Daftar Tugas:
a) Sunting kutipan dokumen tentang pelarangan buku sejarah: tulis ulang bagian dari "Sejak 5 Maret" sampai "aktivis gerakan sosial.", dengan "reformasi" diganti menjadi "demokratisasi".
b) Jawab pertanyaan berikut berdasarkan kutipan dokumen tentang pelarangan buku sejarah.
(i) Sejak tanggal berapa Kejaksaan Agung melarang 13 judul buku pelajaran sejarah?
(ii) Siapa orang yang paling bersalah menurut Hilmar Farid?
(iii) Di lembaga apa Jaksa Agung pernah lama berada?
c) Menurut Hilmar Farid dalam kutipan dokumen tentang pelarangan buku sejarah, melalui cara apa saja soal sejarah ini sudah dibicarakan? Sebutkan semuanya.

Kutipan Dokumen:
────────────────────
Sejak 5 Maret 2007, Kejaksaan Agung melarang 13 judul buku pelajaran sejarah. Alasannya, buku-buku tersebut tidak memuat peristiwa pemberontakan PKI di Madiun tahun 1948 dan tidak menulis kata PKI dalam peristiwa G30S.

Keputusan pelarangan buku ini, kembali menjadi jejak langkah bangkrutnya gerakan reformasi. Keputusan ini mengukuhkan sejarah versi rejim orde baru, versi sejarah yang sarat manipulasi, yang berujung pembodohan. Mengapa keputusan aneh tapi nyata ini keluar? Berikut wawancara Coen Husain Pontoh dari IndoPROGRESS bersama Hilmar Farid, sejarawan-cum aktivis gerakan sosial.

IndoPROGRESS (IP): Apa makna pelarangan 13 judul buku sejarah oleh Kejaksaan Agung itu?

Hilmar Farid (HF): Saya kira pelarangan itu memperlihatkan kekacauan dalam sistem pendidikan kita, kalau masih pantas disebut sistem. Kalau apa yang dipelajari murid di sekolah pun masih harus disensor oleh Jaksa Agung, lantas untuk apa ada Departemen Pendidikan Nasional? Soal sejarah ini sudah dibicarakan terus-menerus, melalui mekanisme uji publik, menjadi perdebatan di suratkabar, mengundang ahli dari segala bidang. Lha, kok buntutnya masih minta Jaksa Agung yang buat keputusan akhir? Orang paling bersalah di sini adalah Menteri Pendidikan Nasional yang memberi wewenang kepada Kejaksaan Agung untuk menyelidiki buku-buku yang kemudian dilarang itu. Orang kedua bersalah tentu Jaksa Agung, karena mestinya tahu bahwa itu bukan wilayah kerjanya. Dan kalau kita ingat bahwa Jaksa Agung ini pernah lama di Lembaga Bantuan Hukum (LBH), dan bahkan menjadi pengacara salah satu terdakwa kasus G-30-S, sudah sepantasnya kita berharap sikap dan keputusannya terhadap pendidikan sejarah di negeri ini jauh lebih cerdas dari apa yang ditunjukkannya melalui pelarangan buku tersebut.

(IP): Kira-kira apa dasar pertimbangan Kejakgung terhadap keputusannya itu?
────────────────────
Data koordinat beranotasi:
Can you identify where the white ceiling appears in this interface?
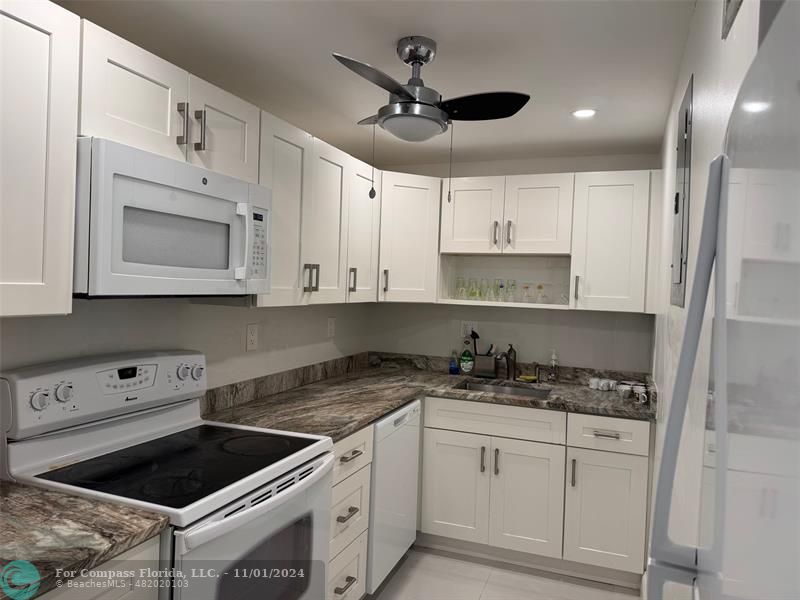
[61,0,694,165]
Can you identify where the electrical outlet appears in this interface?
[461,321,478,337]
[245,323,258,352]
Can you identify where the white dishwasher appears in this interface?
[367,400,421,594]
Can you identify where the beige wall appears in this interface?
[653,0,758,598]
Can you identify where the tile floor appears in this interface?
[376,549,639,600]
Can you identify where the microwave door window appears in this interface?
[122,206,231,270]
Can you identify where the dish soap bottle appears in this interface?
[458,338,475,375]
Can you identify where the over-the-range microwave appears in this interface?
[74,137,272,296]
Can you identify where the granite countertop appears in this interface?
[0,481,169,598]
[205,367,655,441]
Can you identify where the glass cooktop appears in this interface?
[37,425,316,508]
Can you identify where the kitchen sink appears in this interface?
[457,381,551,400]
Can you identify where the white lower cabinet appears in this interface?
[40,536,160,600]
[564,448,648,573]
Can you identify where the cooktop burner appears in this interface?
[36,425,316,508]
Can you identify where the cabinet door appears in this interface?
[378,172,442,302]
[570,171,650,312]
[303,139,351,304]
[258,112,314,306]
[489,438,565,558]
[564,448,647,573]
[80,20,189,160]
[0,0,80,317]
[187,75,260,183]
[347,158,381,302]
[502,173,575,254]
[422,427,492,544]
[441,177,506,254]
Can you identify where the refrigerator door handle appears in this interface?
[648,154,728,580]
────────────────────
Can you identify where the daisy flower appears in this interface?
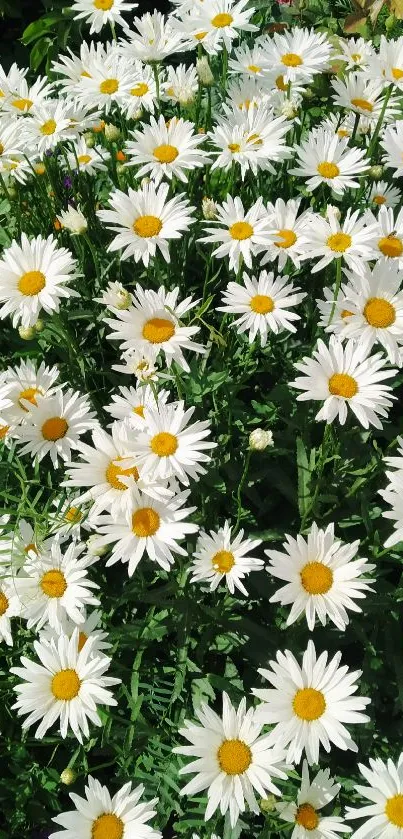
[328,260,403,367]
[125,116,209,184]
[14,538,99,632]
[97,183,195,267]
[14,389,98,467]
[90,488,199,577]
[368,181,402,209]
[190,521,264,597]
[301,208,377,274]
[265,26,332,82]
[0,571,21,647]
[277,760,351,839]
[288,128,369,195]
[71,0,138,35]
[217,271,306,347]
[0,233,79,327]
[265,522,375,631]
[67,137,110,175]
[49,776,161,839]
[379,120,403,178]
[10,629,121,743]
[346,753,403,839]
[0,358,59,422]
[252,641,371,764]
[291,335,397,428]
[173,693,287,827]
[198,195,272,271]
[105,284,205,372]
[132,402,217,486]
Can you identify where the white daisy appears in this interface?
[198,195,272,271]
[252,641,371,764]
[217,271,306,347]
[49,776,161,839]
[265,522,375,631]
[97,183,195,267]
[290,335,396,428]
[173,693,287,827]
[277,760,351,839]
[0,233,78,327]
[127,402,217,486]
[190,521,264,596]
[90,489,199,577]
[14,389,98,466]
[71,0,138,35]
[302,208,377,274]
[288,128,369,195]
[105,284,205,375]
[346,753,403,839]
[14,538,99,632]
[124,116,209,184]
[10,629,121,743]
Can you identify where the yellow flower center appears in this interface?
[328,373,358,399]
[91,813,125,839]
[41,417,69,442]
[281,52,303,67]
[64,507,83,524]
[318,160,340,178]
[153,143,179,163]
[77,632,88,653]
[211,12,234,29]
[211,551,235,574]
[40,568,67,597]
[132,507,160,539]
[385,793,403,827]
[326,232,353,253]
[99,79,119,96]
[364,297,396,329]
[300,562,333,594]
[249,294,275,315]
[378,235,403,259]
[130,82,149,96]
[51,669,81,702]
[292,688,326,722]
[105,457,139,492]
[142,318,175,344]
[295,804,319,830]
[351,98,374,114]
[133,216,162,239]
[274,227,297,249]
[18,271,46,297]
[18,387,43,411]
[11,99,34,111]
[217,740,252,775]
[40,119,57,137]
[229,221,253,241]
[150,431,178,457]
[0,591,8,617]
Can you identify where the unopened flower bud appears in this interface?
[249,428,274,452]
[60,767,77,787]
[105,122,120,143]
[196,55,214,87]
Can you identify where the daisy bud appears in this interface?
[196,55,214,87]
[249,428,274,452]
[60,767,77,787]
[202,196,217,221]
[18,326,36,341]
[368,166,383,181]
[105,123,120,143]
────────────────────
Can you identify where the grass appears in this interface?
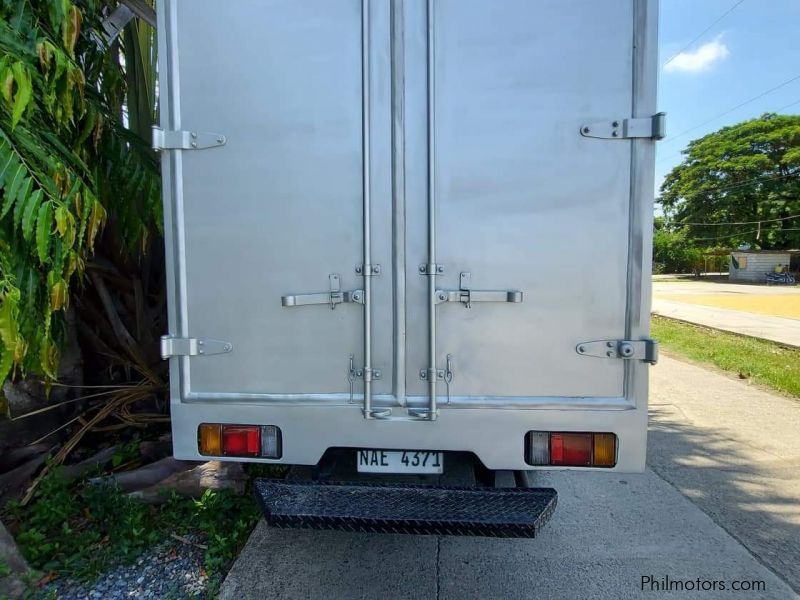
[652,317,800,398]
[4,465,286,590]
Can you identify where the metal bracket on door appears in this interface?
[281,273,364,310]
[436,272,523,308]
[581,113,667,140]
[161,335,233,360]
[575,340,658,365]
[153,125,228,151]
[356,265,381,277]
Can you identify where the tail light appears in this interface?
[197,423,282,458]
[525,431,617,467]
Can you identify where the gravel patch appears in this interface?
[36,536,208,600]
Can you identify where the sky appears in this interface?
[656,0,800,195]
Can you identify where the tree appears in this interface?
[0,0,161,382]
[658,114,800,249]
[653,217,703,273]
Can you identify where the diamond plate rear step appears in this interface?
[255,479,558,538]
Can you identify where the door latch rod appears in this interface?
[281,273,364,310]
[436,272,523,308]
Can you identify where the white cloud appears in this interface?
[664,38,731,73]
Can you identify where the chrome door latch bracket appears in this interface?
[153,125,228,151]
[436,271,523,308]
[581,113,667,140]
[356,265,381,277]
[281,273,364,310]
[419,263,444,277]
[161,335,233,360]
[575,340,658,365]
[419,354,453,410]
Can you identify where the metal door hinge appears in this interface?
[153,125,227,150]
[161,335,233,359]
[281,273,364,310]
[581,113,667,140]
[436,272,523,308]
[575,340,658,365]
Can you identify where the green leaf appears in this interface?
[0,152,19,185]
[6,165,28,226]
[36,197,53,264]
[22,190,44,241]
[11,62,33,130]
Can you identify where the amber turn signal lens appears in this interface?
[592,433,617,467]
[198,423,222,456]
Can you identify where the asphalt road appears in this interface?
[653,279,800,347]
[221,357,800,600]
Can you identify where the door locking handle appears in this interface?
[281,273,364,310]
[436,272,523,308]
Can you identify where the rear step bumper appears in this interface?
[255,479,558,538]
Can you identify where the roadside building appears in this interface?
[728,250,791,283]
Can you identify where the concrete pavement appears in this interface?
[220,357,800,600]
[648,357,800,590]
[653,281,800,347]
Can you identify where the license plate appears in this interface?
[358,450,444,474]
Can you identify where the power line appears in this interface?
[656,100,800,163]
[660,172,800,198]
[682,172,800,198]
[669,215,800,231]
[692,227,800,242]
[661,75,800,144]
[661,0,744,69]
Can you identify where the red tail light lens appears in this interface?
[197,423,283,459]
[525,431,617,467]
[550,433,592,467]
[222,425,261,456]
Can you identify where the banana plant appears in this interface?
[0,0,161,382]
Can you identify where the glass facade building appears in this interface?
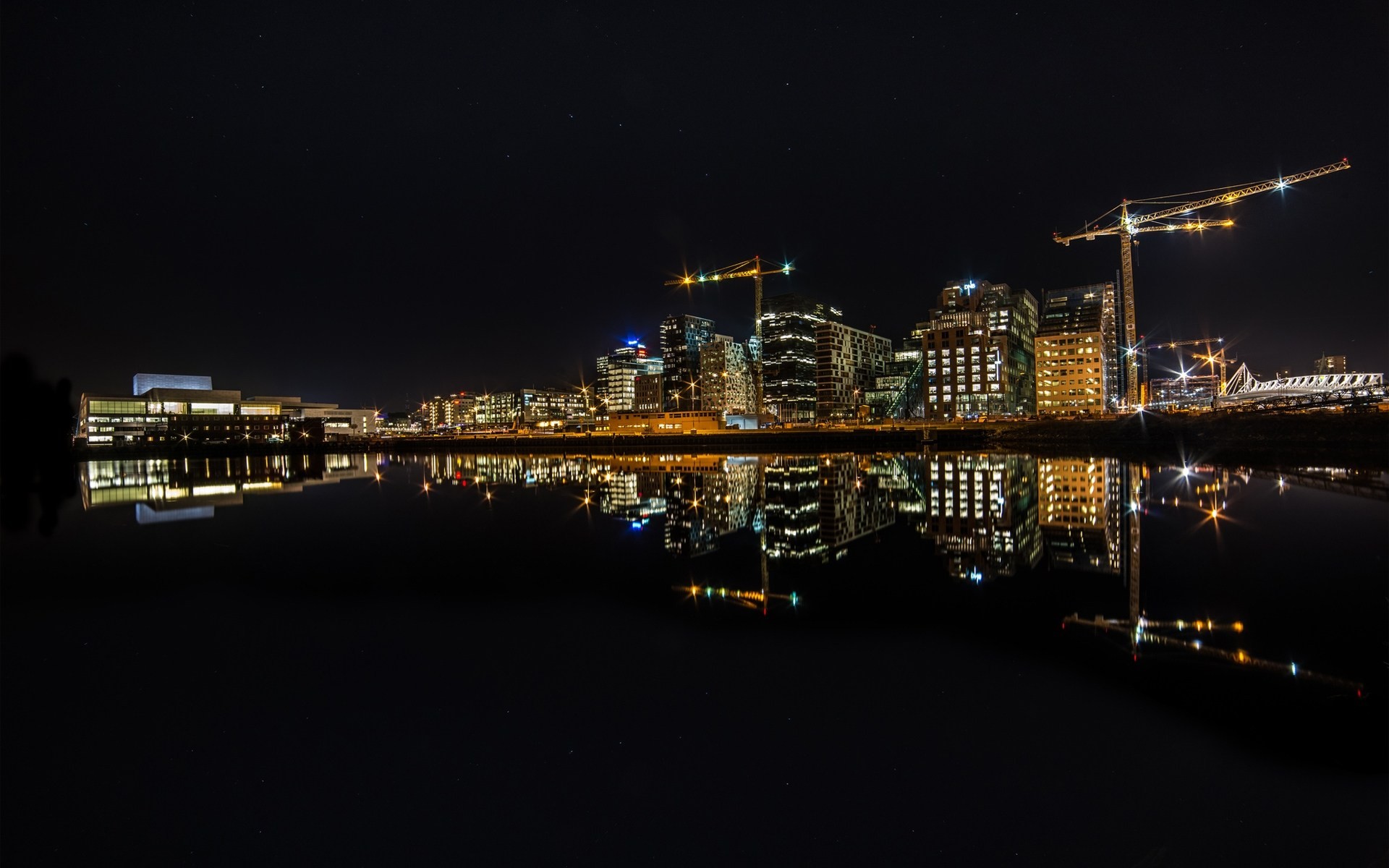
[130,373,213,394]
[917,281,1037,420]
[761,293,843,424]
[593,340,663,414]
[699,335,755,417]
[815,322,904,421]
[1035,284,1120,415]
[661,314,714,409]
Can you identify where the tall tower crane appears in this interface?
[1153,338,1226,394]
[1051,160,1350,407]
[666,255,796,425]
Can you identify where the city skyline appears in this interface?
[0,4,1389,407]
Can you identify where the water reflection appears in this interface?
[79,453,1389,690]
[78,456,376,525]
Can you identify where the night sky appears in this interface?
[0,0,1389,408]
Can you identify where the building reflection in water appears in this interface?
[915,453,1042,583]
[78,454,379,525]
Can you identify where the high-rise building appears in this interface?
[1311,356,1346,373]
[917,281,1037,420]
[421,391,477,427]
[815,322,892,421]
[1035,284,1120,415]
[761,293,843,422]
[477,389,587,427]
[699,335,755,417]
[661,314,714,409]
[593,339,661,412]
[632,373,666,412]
────────────────────
Jawaban Soal:
a)
Sejak 5 Maret 2007, Kejaksaan Agung melarang 13 judul buku pelajaran sejarah. Alasannya, buku-buku tersebut tidak memuat peristiwa pemberontakan PKI di Madiun tahun 1948 dan tidak menulis kata PKI dalam peristiwa G30S.

Keputusan pelarangan buku ini, kembali menjadi jejak langkah bangkrutnya gerakan demokratisasi. Keputusan ini mengukuhkan sejarah versi rejim orde baru, versi sejarah yang sarat manipulasi, yang berujung pembodohan. Mengapa keputusan aneh tapi nyata ini keluar? Berikut wawancara Coen Husain Pontoh dari IndoPROGRESS bersama Hilmar Farid, sejarawan-cum aktivis gerakan sosial.

b)
(i) Sejak 5 Maret 2007.
(ii) Menteri Pendidikan Nasional.
(iii) Di Lembaga Bantuan Hukum (LBH).

c)
- Melalui mekanisme uji publik
- Menjadi perdebatan di suratkabar
- Mengundang ahli dari segala bidang